→ **Problem requirements**: The listing below must be repeated word for word, with its images excluded.

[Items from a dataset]
** start **

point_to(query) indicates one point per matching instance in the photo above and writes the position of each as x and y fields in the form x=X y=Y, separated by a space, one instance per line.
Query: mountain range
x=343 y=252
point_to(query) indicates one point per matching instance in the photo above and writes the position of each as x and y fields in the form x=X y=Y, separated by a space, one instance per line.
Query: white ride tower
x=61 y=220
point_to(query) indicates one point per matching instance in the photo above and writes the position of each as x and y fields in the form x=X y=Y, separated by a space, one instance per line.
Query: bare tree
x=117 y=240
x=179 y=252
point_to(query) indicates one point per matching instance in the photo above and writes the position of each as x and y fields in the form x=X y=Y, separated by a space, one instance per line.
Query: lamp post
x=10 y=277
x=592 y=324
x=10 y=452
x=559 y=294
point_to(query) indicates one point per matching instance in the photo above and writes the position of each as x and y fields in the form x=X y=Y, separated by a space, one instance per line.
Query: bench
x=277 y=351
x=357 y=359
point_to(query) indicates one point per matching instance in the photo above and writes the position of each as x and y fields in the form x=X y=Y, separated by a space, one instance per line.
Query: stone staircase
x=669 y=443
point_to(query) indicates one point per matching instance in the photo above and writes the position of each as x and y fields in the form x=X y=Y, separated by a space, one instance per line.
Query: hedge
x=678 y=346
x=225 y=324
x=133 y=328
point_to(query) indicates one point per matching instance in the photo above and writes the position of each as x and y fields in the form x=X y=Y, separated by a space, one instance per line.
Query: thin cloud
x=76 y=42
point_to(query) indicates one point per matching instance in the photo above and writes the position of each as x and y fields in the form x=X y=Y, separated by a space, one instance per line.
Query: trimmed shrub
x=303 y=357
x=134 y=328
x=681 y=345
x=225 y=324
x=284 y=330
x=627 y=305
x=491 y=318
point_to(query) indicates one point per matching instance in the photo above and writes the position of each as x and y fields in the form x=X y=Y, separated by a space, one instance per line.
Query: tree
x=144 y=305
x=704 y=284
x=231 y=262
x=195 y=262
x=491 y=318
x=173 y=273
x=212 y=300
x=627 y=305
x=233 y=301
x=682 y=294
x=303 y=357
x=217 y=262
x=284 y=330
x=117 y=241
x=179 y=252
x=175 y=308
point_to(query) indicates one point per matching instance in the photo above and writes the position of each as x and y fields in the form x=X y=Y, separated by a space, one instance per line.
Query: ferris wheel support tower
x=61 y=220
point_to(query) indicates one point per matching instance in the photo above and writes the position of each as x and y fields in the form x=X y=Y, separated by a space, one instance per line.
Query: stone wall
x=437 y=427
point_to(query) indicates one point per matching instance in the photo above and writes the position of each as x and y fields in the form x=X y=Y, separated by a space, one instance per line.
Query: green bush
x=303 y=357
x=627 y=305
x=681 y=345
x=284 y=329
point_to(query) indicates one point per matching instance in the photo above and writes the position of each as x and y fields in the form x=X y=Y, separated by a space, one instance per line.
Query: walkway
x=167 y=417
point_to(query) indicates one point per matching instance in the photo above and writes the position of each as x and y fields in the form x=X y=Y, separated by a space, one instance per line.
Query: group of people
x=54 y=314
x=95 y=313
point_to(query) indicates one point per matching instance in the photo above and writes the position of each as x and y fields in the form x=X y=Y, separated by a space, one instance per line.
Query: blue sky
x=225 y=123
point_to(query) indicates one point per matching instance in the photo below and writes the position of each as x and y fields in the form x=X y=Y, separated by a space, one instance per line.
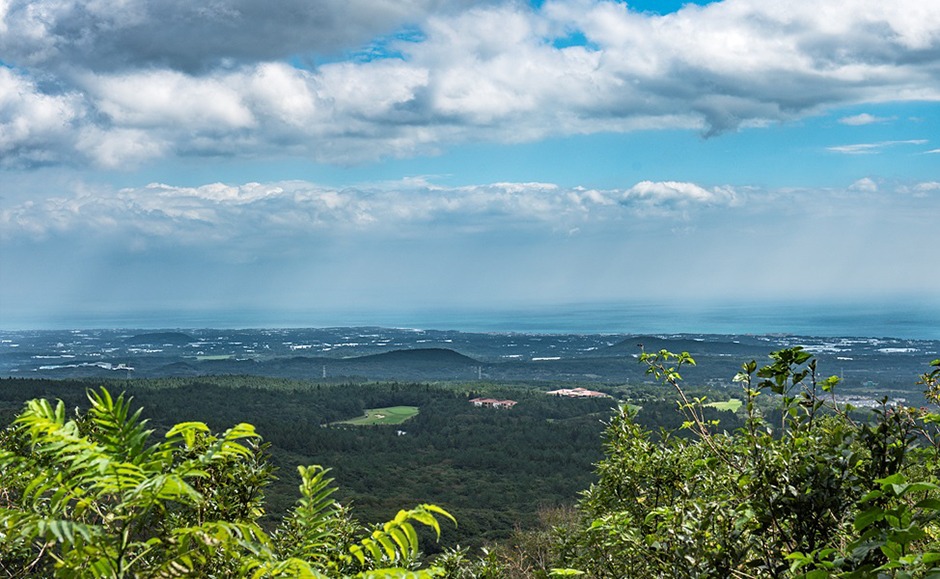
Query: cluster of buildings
x=577 y=393
x=566 y=392
x=493 y=403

** end **

→ **Correct result**:
point_to(query) indicates one point per matching instance in the photo above and writes the position of each as x and y fields in the form x=X y=Y, separated by a space, one instance per line.
Query: mountain range
x=343 y=252
point_to(query) indicates one point per matching instance in the photo above and writes the position of each as x and y fields in the form x=X y=Y, separated by a space, one instance per line.
Query: white ride tower
x=61 y=220
point_to(query) indicates one point per matching instance in the photo above and writes the position of each as x and y fields in the form x=X y=Y, separated by a space, one instance per line.
Query: bare tree
x=117 y=240
x=179 y=252
point_to(query) indicates one point per matching instance in the photo above and writes the position of each as x and y fields in the form x=X y=Y, separated by a space, one instance per line.
Query: lamp post
x=10 y=277
x=592 y=324
x=10 y=452
x=559 y=294
point_to(query) indicates one point per matching instance in the photo above and writes the position of each as x and y fields in the form x=X y=Y, separated by a space, one instance per line.
Query: bench
x=277 y=351
x=357 y=359
point_to(query) indicates one point per matching instance in the photo above and writes the position of each as x and y fields in the form x=X y=Y, separated by a space, one instance per line.
Query: stone staircase
x=669 y=443
point_to(query) indicates one point per matching instance in the photo above and writes the position of each as x and y fields in the form x=X y=Y, separated by a space, one instance per line.
Query: hedge
x=678 y=346
x=225 y=324
x=133 y=328
point_to(query) indicates one point per matching instance in the photo above and writes the position of each as x and y fields in the form x=X y=Y, separated by a space, one instance per line.
Query: thin cloud
x=76 y=42
point_to(query) indicates one point per matching instance in the photo above and writes the position of each as x and y fields in the form x=X y=Y, separated by a space, one instance per line.
Query: trimmed shrub
x=303 y=357
x=134 y=328
x=681 y=345
x=225 y=324
x=284 y=330
x=627 y=305
x=491 y=318
point_to(query) indicates one point per matching instance in the photo above and writes the position of each as x and y fields in the form x=X y=Y, separated by a space, one instance per line.
Query: tree
x=144 y=305
x=704 y=284
x=231 y=262
x=195 y=262
x=491 y=318
x=173 y=273
x=212 y=300
x=627 y=305
x=233 y=301
x=682 y=294
x=303 y=357
x=217 y=262
x=284 y=330
x=117 y=241
x=179 y=252
x=175 y=308
point_to(query) indicates one point per matching instance in the photo above and writes the position of each as x and y fields in the form x=X y=Y, separated by a space, one instance per line.
Query: ferris wheel support tower
x=61 y=220
point_to(query) indicates one point per matching instance in the photo above and writes the position of each as x and y fields in the form x=X y=Y, separated by a space, one instance per line.
Query: stone wall
x=437 y=427
point_to(query) indicates one point per matching instance in the photo above and writes the position of each as x and y fields in the form x=X y=Y, separated by a space, one instance per line.
Query: green bush
x=303 y=357
x=627 y=305
x=681 y=345
x=284 y=329
point_to(query) indicates one point per matching instance in the photo above and writes the position of each as x and y fields in the form x=X y=Y, separated by a space, one instance per line.
Query: walkway
x=167 y=417
point_to(query) indicates one point per matching instance in the photo above and writes the position of each as x and y fields in the form x=X y=Y, separated by a space, one instance per line.
Query: group of people
x=54 y=314
x=95 y=313
point_to(query) indicates one point per matching instance in the photo above and writes the position of each as x and y fields in the form x=X y=Y, separated by a space, one instance per line.
Query: blue sky
x=225 y=123
point_to(query) indicates one point per matching instance in the photo below and writes the position of each as x and y fields in the form x=X y=Y, separated by a space, one instance per line.
Query: cluster of buildings
x=577 y=393
x=566 y=392
x=493 y=403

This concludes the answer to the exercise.